Start of EXERCISE INPUTS

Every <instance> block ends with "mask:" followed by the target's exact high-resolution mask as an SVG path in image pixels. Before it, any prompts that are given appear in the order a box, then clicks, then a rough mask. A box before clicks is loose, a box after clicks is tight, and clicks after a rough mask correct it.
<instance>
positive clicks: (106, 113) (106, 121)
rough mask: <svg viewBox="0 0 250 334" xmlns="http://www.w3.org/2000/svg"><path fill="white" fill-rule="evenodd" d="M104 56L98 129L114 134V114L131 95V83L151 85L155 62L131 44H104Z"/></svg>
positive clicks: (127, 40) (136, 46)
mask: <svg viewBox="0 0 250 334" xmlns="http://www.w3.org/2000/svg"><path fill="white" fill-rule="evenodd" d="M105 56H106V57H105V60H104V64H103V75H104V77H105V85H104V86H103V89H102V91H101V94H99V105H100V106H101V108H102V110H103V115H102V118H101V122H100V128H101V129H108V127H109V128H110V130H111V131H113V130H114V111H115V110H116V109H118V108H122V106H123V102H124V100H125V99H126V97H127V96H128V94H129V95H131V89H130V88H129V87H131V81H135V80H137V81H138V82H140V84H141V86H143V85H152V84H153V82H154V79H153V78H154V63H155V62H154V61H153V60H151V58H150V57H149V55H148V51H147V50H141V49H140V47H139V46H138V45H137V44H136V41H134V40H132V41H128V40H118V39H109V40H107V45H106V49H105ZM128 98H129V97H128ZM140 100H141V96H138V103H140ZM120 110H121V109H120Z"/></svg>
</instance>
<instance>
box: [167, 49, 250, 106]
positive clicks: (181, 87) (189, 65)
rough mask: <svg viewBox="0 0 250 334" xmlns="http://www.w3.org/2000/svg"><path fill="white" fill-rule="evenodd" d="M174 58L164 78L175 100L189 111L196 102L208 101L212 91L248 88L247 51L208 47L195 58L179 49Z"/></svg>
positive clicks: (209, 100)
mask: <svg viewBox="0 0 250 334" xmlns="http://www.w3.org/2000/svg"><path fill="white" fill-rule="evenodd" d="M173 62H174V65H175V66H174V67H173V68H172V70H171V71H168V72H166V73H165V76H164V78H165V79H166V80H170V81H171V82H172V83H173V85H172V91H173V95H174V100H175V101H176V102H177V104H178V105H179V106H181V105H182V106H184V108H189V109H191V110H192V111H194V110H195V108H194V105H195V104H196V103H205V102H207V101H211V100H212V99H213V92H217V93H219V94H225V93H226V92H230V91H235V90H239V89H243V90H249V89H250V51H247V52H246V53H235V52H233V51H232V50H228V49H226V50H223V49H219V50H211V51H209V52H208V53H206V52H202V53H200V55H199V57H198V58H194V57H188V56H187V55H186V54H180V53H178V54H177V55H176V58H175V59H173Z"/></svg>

End of EXERCISE INPUTS

PROBLEM STATEMENT ▸ With "instance" as the search string, filter the records and return each line that has it.

RESPONSE AREA ▸
Every <instance> block ends with "mask:" followed by the target's exact high-resolution mask as an SVG path in image pixels. Before it, any prompts that are given appear in the order a box, then clicks, then a rough mask. A box before clicks is loose, a box after clicks is tight, and clicks after a rough mask correct it.
<instance>
</instance>
<instance>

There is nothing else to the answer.